Excerpts from a point labeling dataset
________________________
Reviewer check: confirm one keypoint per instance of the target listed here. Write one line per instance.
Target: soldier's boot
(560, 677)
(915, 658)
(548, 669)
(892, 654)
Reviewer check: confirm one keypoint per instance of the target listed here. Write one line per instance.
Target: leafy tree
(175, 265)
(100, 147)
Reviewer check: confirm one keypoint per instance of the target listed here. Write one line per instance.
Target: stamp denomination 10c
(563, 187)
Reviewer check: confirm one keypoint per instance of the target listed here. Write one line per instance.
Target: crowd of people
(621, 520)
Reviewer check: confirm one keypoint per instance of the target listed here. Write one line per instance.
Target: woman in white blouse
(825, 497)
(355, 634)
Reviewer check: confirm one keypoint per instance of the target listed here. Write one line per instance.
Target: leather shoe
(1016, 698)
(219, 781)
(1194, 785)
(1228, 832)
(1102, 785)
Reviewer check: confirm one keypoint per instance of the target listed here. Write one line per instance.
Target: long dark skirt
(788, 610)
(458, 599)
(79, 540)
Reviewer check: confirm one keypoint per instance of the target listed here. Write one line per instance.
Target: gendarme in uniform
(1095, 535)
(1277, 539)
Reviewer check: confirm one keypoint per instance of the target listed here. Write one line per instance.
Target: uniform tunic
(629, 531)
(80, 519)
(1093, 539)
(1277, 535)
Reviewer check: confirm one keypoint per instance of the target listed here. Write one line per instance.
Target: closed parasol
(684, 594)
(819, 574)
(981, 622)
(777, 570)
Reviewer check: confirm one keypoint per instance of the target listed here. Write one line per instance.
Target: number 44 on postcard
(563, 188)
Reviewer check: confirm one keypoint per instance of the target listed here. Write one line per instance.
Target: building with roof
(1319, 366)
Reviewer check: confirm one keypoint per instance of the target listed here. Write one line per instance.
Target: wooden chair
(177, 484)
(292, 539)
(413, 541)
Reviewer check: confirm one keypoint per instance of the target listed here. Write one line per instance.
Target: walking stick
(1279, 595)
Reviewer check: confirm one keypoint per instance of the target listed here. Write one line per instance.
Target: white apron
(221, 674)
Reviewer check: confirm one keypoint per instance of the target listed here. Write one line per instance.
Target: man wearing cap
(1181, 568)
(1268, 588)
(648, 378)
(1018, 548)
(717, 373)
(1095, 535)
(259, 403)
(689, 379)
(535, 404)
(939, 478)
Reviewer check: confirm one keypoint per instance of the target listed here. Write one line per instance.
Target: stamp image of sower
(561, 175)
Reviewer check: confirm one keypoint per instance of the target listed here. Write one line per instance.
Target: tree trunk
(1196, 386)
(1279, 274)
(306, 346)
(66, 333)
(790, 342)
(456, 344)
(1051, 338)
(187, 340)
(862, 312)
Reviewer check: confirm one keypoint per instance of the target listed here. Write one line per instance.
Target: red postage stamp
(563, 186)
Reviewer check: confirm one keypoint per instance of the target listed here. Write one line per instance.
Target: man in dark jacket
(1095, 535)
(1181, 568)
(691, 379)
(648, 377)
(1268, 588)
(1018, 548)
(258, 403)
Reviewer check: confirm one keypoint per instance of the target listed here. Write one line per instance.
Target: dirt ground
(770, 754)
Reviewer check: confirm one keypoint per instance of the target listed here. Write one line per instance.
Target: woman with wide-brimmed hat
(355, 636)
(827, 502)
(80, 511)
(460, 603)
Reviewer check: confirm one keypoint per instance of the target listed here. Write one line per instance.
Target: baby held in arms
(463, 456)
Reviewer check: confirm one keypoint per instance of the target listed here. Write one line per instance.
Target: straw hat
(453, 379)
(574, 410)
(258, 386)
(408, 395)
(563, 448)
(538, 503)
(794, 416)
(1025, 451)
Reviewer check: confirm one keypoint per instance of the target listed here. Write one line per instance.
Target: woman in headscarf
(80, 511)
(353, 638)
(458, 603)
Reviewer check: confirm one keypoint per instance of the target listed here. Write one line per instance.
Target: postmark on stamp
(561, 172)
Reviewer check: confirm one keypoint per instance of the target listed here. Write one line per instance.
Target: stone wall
________________________
Copy out all of the records above with "keypoint" renamed to "marker" everywhere it occurs, changing nothing else.

Full answer
Reviewer check: confirm one marker per instance of the target listed here. Write one line per instance.
Target: soldier's boot
(560, 677)
(915, 658)
(548, 669)
(892, 654)
Reviewer check: confirm one marker per instance of the target listed here. Write one line per instance.
Target: leafy tree
(175, 265)
(100, 147)
Reviewer check: confirm one marker per instance of the target listed here. Write one line per instance.
Target: stamp denomination 10c
(563, 187)
Reviewer check: confirm one marker per instance of the target listed here. Write one line per instance.
Target: crowd of people
(621, 520)
Reviewer check: confirm one marker per instance of the target listed here. Write one line per instance.
Target: woman in white blouse
(825, 497)
(355, 634)
Reviewer check: confirm one marker per instance of the target listed here. Write one line per instance.
Target: leather shoe
(1016, 698)
(219, 781)
(1194, 785)
(1228, 832)
(1102, 785)
Reviewer check: confirm one marker per instance of the target listed here. Write one line per instance.
Target: long dark skirt
(788, 610)
(458, 599)
(79, 540)
Reviewer check: confirm one marker per instance of the target listed here. Write one line per instance.
Target: gendarme in uniform
(1095, 535)
(1277, 539)
Reviewer check: confirm one marker per instance of the target listed here. Write one line per instance.
Target: uniform tunic
(629, 531)
(80, 519)
(1093, 539)
(1277, 535)
Reviewer check: confirm one marker per instance of the target listed here. Write one line per instance.
Target: closed parasol
(684, 594)
(819, 574)
(981, 622)
(777, 570)
Reviewer check: confirm one marker per instance of the target listed here. Write one line per instance.
Target: number 44 on postcard
(563, 188)
Reviewer check: confirm one marker per instance of the target listed here. Write one line per instance.
Target: building with roof
(1319, 366)
Reviewer check: confirm one marker per instance of the target listed here. Write one line per instance.
Target: wooden chair
(177, 484)
(292, 539)
(413, 541)
Reviewer check: confirm one marker per instance of the target listed here. Write one line per instance.
Target: walking stick
(1279, 595)
Reviewer check: confirm one marker per instance of the target listed here. Write one line per instance.
Target: white apron
(221, 674)
Reviewer check: confirm one marker per instance of the target listed here. Write one line per instance.
Target: man wearing cap
(1181, 568)
(1268, 588)
(648, 378)
(1018, 548)
(717, 373)
(1095, 535)
(259, 403)
(689, 379)
(535, 404)
(939, 478)
Reviewer check: confirm one marker per instance of the target listed here. Write one line per instance.
Target: stamp image of sower
(561, 175)
Reviewer check: confirm one marker per instance of the target listed here. Write one line per instance.
Target: tree trunk
(1196, 386)
(1279, 274)
(306, 346)
(66, 333)
(790, 342)
(456, 344)
(1051, 338)
(187, 340)
(862, 312)
Reviewer check: confirm one marker per instance of the target listed here. Write one line per instance.
Target: red postage stamp
(563, 186)
Reviewer check: confirm one marker per instance of the target listed here. Write one line per instance.
Target: man in dark jacket
(1095, 535)
(1181, 568)
(691, 379)
(648, 377)
(1268, 588)
(1018, 548)
(258, 403)
Reviewer check: confirm one marker per instance of the target listed here. Write one line per instance.
Target: dirt ground
(770, 754)
Reviewer check: confirm one marker per instance of the target listed here. Write one line per instance.
Target: woman with wide-brimmed hat
(355, 636)
(827, 502)
(80, 511)
(460, 603)
Reviewer check: confirm one marker per instance of the target listed here. Write one line per instance.
Target: baby held in arms
(463, 456)
Reviewer check: confirm one marker per instance of the target listed here. Write one line per instance.
Target: straw hat
(453, 379)
(574, 410)
(258, 386)
(408, 395)
(563, 448)
(538, 503)
(794, 416)
(1025, 451)
Reviewer check: confirm one marker per instance of the target listed here. Write one line per instance.
Target: woman in headscarf
(80, 511)
(353, 638)
(458, 603)
Reviewer check: confirm one marker per instance of the target listed here. Write one line per instance.
Target: postmark on stamp
(561, 172)
Reviewer check: confirm one marker per instance of the target listed here. Write one line per instance.
Target: stone wall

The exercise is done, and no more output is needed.